● Material shown

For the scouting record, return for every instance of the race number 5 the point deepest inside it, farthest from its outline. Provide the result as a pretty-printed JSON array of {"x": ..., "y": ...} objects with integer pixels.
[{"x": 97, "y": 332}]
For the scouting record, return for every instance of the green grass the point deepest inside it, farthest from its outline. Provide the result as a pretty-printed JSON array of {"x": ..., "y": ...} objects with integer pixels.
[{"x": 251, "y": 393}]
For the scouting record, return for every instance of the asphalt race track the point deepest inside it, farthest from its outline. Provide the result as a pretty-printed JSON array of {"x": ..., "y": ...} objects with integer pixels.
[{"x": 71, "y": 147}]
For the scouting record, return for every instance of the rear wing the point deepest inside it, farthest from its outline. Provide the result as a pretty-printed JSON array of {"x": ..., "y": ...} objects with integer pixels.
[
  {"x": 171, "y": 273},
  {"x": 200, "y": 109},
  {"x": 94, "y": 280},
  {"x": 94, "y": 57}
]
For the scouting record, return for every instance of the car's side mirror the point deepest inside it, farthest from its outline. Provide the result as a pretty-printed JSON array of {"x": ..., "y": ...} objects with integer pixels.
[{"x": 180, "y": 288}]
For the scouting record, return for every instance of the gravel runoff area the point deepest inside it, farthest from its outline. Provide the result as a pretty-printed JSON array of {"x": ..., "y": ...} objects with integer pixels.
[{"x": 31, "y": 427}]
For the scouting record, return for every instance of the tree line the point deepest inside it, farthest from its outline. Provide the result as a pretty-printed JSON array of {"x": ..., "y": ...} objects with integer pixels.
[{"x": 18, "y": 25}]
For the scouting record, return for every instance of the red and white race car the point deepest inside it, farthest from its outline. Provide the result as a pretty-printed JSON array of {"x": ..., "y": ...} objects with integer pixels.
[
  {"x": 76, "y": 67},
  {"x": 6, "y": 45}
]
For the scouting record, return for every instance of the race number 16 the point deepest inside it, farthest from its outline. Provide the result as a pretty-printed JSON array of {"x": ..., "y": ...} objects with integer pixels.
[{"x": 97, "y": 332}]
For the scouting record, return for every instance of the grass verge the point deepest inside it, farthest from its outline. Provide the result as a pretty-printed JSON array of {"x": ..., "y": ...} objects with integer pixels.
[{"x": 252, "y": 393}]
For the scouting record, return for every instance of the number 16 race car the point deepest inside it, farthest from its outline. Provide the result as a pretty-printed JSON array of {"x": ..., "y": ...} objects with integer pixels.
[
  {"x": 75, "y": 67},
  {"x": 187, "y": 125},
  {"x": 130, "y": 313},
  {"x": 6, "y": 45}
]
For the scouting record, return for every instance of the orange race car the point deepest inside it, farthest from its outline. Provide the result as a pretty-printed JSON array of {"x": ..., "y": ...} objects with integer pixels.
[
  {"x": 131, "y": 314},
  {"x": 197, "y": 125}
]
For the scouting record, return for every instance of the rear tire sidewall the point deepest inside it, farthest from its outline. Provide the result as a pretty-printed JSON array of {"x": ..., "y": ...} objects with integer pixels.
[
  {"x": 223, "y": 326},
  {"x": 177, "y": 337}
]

● Work required
Extract each line of the listing above, copying it word for word.

● Finished exercise
For the scouting record, return for every instance of the race number 5 the point deepest inside it, farthest from its outline. Provide the result as a pretty-printed JSON array of {"x": ..., "y": ...} objects with integer pixels.
[{"x": 97, "y": 332}]
For the scouting record, return for every instance of the green grass the point deepest inside it, farthest from its outline. Provide the result as a pretty-printed JSON array of {"x": ..., "y": ...} objects with integer pixels.
[{"x": 251, "y": 393}]
For the scouting record, return for every instance of the asphalt race track the point deepest inside it, farthest from its outline. Provide the result as a pretty-printed JSON array of {"x": ..., "y": ...} objects with integer pixels.
[{"x": 71, "y": 147}]
For the scouting record, return for every instance of the rear wing the point deepest inside it, farthest from its outline. Provide the result as a pretty-printed JSON array of {"x": ..., "y": ...} objects with integer pixels.
[
  {"x": 171, "y": 273},
  {"x": 200, "y": 109},
  {"x": 94, "y": 280},
  {"x": 94, "y": 57}
]
For the scouting record, return for every instance of the car's side mirror the point deepest inside it, farthest from its outline. Provide the result as a pretty-printed JSON array of {"x": ..., "y": ...} objects with integer pixels.
[{"x": 180, "y": 288}]
For the scouting record, return for every instance of the gravel runoff area the point deepest inside it, farthest from its outline. Provide the result as a pretty-printed JSON array of {"x": ..., "y": ...} objects with integer pixels.
[{"x": 31, "y": 427}]
For the scouting record, return for every instance of the tree line the point deepest inside it, farthest from its outline. Provide the result as a pretty-printed JSON array of {"x": ..., "y": ...} objects with integer pixels.
[{"x": 18, "y": 25}]
For the scouting record, return for every instance of the red and white race car the point deepest inside it, farthest from its outline. Provide the result as a pretty-printed JSON array of {"x": ..., "y": ...} objects with integer pixels.
[
  {"x": 76, "y": 67},
  {"x": 6, "y": 45}
]
For the scouting record, return for every instance of the race number 16 the point deepest inside it, farthest from its outline. Provide the result as a pretty-printed JSON array of {"x": ..., "y": ...} objects with integer pixels.
[{"x": 97, "y": 332}]
For the scouting record, return for every instance of the grass verge the point deepest inside it, farthest from its outline. Provide the result as a pretty-printed JSON array of {"x": ..., "y": ...} objects with integer pixels.
[{"x": 252, "y": 393}]
For the scouting record, return for every instance of the number 16 race car the point deepest inside it, farthest from its outline. Provide the result as a pretty-printed JSON array of {"x": ..., "y": ...} objects with integer pixels.
[
  {"x": 75, "y": 67},
  {"x": 187, "y": 125},
  {"x": 130, "y": 313},
  {"x": 6, "y": 45}
]
For the scouting record, return for every instance of the orange race car the point deepest inside it, farthest from its outline. Provide the result as a pretty-printed JSON array of {"x": ..., "y": ...} objects with integer pixels.
[
  {"x": 131, "y": 314},
  {"x": 197, "y": 125}
]
For the scouting record, return for every instance of the rear tire sidewall the point deepest inside it, farthest from its outline. Provide the result as a pretty-printed JSON array of {"x": ..., "y": ...} objects with integer pixels.
[
  {"x": 223, "y": 326},
  {"x": 177, "y": 337}
]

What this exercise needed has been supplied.